## Source extract
• • • • •
Solving Kids' Cancer

Braiden-Lee Prescott

Fundraising for Solving Kids’ Cancer UK
raised of £200,000 target
by 3363 supporters
Donations cannot currently be made to this page
Event: Braiden-Lee Prescott Campaign, on 1 October 2015
We fund research and support families to access clinical trials for children.


To see Braiden's most up-to-date fundraising total click on his team half way down the page - thank you! 

Braiden-Lee has stage 4 neuroblastoma. Three year old Braiden-Lee and his family went to the United States at the end of 2012 so that he could receive the Children’s Oncology Group neuroblastoma treatment. This treatment was not be funded by the NHS and cost in excess of £200,000. 

Unfortunately in February 2013 Braiden was found to have relapsed. The family will be returning to the UK so Braiden can have further treatment and to assess if there are any other potential trials or clinical treatments that can help him.

If you can help, please make a donation to NCCA UK (now Solving Kids' Cancer) or organise a fundraising event.  

Braiden-Lee's Story:

Braiden-Lee was born on 7th August 2009, a much loved first son to Wayne and Stephanie. At the end of 2010 Braiden-Lee became a big brother to Tyler and he took to his role like a very proud duck to water. He is a happy and cheeky three year old boy who loves Mickey Mouse and Thomas the Tank Engine.

But one day in the middle of February 2012, parents Wayne and Stephanie noticed that he had started limping. Three days later he also developed a temperature, so Wayne and Stephanie took Braiden-Lee to the doctor. The Doctor said that he couldn’t actually see him limping, but checked his leg anyway. He thought everything was fine and prescribed him some paracetamol for his temperature.

Despite this Braiden-Lee didn’t get better, he got worse. Wayne and Stephanie took him to Leigh walk-in centre. After the Triage assessment, he was rushed into a side room, stripped down to just his nappy where he had a fan directed at him to cool him down for half an hour.
• • • • •
Recorded data
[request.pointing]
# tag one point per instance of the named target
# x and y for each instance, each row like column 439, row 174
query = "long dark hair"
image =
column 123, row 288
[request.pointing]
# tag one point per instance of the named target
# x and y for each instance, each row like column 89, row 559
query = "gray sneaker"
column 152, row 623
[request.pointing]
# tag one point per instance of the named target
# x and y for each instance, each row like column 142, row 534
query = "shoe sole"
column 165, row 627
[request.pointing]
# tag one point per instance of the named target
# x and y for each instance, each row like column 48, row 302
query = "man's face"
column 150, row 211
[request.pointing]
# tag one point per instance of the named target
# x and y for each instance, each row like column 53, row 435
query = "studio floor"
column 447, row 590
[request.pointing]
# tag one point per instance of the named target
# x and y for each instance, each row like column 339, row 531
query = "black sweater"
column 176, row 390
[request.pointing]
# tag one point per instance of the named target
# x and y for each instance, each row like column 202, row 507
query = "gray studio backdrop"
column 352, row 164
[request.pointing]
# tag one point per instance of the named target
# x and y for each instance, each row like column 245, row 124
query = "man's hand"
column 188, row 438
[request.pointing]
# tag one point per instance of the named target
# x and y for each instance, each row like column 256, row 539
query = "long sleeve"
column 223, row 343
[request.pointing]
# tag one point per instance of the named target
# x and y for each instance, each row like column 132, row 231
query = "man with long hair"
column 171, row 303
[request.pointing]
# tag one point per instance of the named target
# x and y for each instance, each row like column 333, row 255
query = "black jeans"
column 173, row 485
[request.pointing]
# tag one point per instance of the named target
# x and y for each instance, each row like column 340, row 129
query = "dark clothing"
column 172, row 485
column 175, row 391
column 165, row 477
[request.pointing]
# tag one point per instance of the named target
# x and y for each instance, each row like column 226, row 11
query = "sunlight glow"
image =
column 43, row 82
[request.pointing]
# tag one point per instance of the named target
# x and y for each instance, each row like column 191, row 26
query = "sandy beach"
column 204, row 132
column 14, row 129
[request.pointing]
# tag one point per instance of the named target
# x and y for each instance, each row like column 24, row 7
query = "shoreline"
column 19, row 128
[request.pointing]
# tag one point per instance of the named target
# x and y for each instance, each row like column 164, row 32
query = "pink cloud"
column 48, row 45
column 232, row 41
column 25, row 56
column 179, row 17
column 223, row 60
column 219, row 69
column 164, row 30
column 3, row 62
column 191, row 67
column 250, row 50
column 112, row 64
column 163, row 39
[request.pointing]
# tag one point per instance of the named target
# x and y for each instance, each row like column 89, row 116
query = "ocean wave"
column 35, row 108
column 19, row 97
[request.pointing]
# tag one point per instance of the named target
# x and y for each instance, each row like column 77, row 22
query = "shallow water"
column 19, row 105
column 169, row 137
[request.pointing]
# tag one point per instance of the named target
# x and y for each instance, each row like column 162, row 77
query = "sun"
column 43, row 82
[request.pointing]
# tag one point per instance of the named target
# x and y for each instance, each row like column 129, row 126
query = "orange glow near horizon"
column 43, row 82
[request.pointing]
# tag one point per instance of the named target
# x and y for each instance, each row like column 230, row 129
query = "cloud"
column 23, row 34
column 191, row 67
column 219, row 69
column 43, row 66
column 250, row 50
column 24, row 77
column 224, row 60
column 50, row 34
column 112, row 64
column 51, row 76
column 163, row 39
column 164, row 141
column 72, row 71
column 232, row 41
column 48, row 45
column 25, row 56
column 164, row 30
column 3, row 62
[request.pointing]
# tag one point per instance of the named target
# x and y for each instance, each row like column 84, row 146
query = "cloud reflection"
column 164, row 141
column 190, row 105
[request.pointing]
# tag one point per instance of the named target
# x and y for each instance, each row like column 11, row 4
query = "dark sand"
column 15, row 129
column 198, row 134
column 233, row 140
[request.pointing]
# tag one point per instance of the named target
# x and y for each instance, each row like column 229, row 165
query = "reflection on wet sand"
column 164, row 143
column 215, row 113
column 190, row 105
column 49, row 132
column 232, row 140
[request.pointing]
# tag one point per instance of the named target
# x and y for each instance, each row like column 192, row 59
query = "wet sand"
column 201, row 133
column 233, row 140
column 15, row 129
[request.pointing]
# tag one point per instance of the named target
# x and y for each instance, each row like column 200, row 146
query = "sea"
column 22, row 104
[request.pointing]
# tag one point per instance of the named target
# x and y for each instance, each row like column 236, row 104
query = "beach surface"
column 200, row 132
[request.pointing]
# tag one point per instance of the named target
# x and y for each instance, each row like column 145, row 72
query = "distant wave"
• • • • •
## Problem set
(1) Copy out the fundraising page from the words "Fundraising for Solving" through the words "trials for children.", putting "donors" in place of "supporters".
(2) According to the fundraising page, on what date was Braiden-Lee born?
Rely only on the fundraising page.

## Answers provided
(1)
Fundraising for Solving Kids’ Cancer UK
raised of £200,000 target
by 3363 donors
Donations cannot currently be made to this page
Event: Braiden-Lee Prescott Campaign, on 1 October 2015
We fund research and support families to access clinical trials for children.

(2) 7th August 2009